ENTRIES SUPPLIED ->

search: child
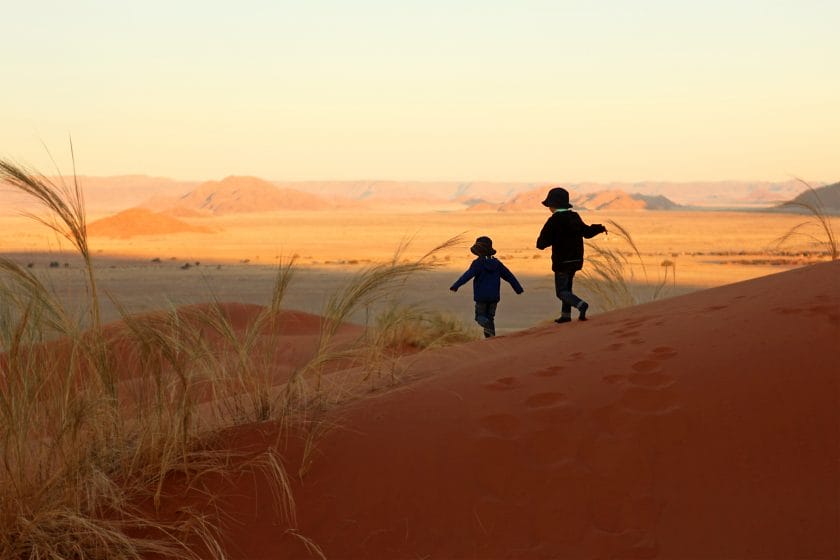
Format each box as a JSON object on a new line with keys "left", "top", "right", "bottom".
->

---

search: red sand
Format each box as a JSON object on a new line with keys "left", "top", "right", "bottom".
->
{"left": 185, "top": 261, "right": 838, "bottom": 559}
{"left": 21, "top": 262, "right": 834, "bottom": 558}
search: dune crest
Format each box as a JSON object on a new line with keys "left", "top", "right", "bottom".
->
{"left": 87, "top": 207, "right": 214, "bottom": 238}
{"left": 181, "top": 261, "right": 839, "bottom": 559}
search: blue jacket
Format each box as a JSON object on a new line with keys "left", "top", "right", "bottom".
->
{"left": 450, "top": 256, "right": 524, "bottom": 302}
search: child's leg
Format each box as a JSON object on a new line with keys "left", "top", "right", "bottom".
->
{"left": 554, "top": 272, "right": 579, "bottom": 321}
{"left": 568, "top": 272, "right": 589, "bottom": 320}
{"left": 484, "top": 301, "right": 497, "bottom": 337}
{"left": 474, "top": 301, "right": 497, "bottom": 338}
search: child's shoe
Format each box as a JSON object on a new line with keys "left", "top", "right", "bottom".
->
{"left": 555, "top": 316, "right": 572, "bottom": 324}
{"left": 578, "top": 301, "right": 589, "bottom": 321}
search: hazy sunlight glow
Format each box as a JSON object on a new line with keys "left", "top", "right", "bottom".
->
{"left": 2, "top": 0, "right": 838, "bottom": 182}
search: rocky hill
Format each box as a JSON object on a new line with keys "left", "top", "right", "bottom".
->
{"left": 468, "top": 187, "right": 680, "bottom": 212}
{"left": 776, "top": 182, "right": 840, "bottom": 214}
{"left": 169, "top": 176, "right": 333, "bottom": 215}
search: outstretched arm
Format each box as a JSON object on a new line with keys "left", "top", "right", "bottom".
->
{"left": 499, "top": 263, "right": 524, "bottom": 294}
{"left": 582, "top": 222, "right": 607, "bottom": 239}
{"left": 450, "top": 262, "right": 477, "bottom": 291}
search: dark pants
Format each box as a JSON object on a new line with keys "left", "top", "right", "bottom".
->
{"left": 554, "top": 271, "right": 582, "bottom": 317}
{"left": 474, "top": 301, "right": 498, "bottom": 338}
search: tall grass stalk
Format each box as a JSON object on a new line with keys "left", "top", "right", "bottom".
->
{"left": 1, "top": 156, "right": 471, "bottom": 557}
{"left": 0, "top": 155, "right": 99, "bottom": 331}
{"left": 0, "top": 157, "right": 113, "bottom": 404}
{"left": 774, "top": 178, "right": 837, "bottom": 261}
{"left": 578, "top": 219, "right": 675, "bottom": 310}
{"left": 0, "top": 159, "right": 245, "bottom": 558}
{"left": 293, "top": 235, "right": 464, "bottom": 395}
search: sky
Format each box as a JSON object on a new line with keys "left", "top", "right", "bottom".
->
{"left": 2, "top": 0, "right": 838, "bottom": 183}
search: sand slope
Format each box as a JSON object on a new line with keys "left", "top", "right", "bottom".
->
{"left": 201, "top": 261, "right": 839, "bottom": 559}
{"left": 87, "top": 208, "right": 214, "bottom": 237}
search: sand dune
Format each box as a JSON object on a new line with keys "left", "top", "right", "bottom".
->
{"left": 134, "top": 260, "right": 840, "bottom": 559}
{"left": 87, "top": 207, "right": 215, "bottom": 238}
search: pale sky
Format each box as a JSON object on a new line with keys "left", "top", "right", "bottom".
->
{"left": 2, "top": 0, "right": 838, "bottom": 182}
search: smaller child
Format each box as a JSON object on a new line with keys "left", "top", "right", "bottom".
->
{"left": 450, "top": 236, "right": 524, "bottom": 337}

WORK INSTRUCTIONS -> From the material above, copy every line where the word "child" is found.

TASK RESPONSE ->
search: child
search: child's leg
search: child's shoe
search: smaller child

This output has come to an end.